Selected extract »
====================

Juneau also urged lawmakers to fund a one-time budget item of $6 million dollars to help schools add modern technology to their classrooms, and to fund the Montana Digital Academy, which is an online classroom for any high schooler in the state.
Here is the full text of Juneau's speech as prepared:
Thank you President Essman, Speaker Blasdel, Representatives, Senators, and honored guests for this opportunity to provide the State of Education.
I want to begin by recognizing my parents, Stan and Carol. They are both life-long educators and taught me the value of education. My mom used to be one of you, representing the people of Montana in both the House and the Senate. I kind of miss her being in the Legislature. I could always count on at least one vote when she was here.
I also want to recognize my Deputy Superintendent, Dennis Parman, and my Chief of Staff, Madalyn Quinlan. They represent the great state workers we have at OPI. Thank you for the work that you do on behalf of Montana's schools and students.
I have a great job. I get to travel all over our beautiful state and see first-hand why we have so many reasons to be proud of our public schools. Our students consistently perform in the top ten states in reading, math and science. In fact, our 8th graders were the top performers in science and in the top two in math last year. Dropout rates are decreasing and graduation rates are climbing. We have great outcomes in Montana because our schools are innovative and work to meet the needs of their communities and students.

====================

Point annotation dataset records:
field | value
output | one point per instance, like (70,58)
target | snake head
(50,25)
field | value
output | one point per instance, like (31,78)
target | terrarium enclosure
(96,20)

====================

The tasks »
(1) Condense the paragraph of the State of Education speech that begins "I have a great job" into a bulleted list that keeps its main facts.
(2) Reproduce the State of Education speech starting with "I also want" and going on through "communities and students.", swapping "Deputy Superintendent" for "Assistant Superintendent".

Answers to the problems »
(1)
- The speaker travels all over Montana and sees first-hand why its public schools are a source of pride.
- Montana students consistently perform in the top ten states in reading, math and science.
- Last year, 8th graders were the top performers in science and in the top two in math.
- Dropout rates are decreasing and graduation rates are climbing.
- These outcomes come from schools that are innovative and work to meet the needs of their communities and students.

(2)
I also want to recognize my Assistant Superintendent, Dennis Parman, and my Chief of Staff, Madalyn Quinlan. They represent the great state workers we have at OPI. Thank you for the work that you do on behalf of Montana's schools and students.
I have a great job. I get to travel all over our beautiful state and see first-hand why we have so many reasons to be proud of our public schools. Our students consistently perform in the top ten states in reading, math and science. In fact, our 8th graders were the top performers in science and in the top two in math last year. Dropout rates are decreasing and graduation rates are climbing. We have great outcomes in Montana because our schools are innovative and work to meet the needs of their communities and students.